What you should do:
Copy out all of the material below, changing every "Pinpoint" to "Locate" and keeping everything else the same. Leave the pictures out.
- - - - -
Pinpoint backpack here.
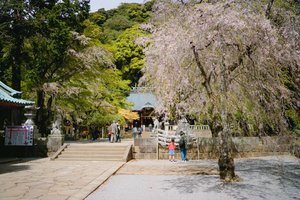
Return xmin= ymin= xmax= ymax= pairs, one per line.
xmin=179 ymin=137 xmax=185 ymax=148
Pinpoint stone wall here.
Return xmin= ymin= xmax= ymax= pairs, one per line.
xmin=133 ymin=136 xmax=293 ymax=160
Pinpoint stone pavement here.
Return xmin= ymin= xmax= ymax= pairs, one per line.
xmin=0 ymin=158 xmax=125 ymax=200
xmin=86 ymin=156 xmax=300 ymax=200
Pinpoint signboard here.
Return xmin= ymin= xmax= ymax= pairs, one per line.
xmin=4 ymin=126 xmax=33 ymax=146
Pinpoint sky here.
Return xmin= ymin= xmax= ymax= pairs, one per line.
xmin=90 ymin=0 xmax=145 ymax=12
- - - - -
Full output:
Locate backpack here.
Return xmin= ymin= xmax= ymax= pairs, one per line.
xmin=179 ymin=137 xmax=185 ymax=148
Locate stone wall here.
Return xmin= ymin= xmax= ymax= pairs, one per line.
xmin=133 ymin=136 xmax=293 ymax=160
Locate stone pavement here.
Return xmin= ymin= xmax= ymax= pairs, one per line.
xmin=0 ymin=158 xmax=125 ymax=200
xmin=86 ymin=156 xmax=300 ymax=200
Locate signboard here.
Return xmin= ymin= xmax= ymax= pairs, one per line.
xmin=4 ymin=126 xmax=33 ymax=146
Locate sky here.
Return xmin= ymin= xmax= ymax= pairs, one per line.
xmin=90 ymin=0 xmax=145 ymax=12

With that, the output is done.